Document section |

[start]

Running the Cambist Washie

Words: Glyn Williams ǀ Photos: www.incrediweb.co.za

Category: 
Road Running

Beyond the Comrades there is the loneliness through the night of the much longer distance runner. There is the Cambist Washie, from Port Alfred to East London, for those who want to test their physical and mental strengths to the limit of running through the night, all day, and then sometimes into the night again.

 

 

The Washie is not so much a race as survival. Some run it once, but never again. And some complete its 160 kilometres of coastal undulations that include the descents and climbs of three major river valleys either to become uncompetitive for two years, or quit road running completely. There are also the elite, who defy the sometimes speech-eradicating pain and breakdown of bodily defenses, to do it again - and again.

 

The Washie, South Africa’s oldest 100-miler, which moves into the dimension of another 70 kilometres where the Comrades come to a halt, may not be the ultimate challenge, but it comes close with the tremendous demands made upon the body and mind in the compressed time limit of 26 hours.

[end]

Information supplied |
[start]

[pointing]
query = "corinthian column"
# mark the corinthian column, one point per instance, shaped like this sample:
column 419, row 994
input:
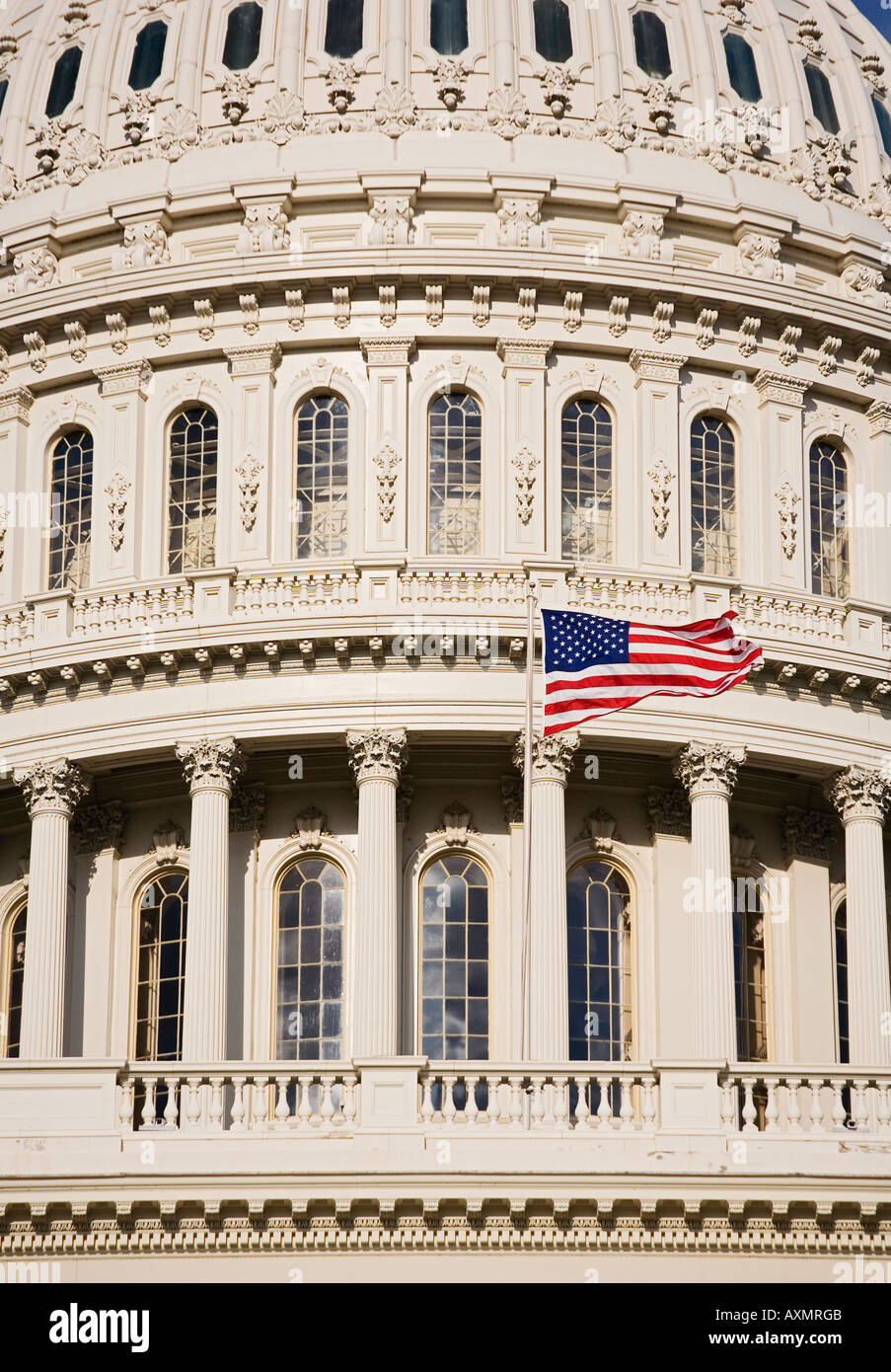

[end]

Written instruction | Reproduce the Cambist Washie article word for word, from "Words: Glyn Williams" up to and including "- and again.". The material is separate from the article on the Cambist Washie.

The result |
Words: Glyn Williams ǀ Photos: www.incrediweb.co.za

Category: 
Road Running

Beyond the Comrades there is the loneliness through the night of the much longer distance runner. There is the Cambist Washie, from Port Alfred to East London, for those who want to test their physical and mental strengths to the limit of running through the night, all day, and then sometimes into the night again.

 

 

The Washie is not so much a race as survival. Some run it once, but never again. And some complete its 160 kilometres of coastal undulations that include the descents and climbs of three major river valleys either to become uncompetitive for two years, or quit road running completely. There are also the elite, who defy the sometimes speech-eradicating pain and breakdown of bodily defenses, to do it again - and again.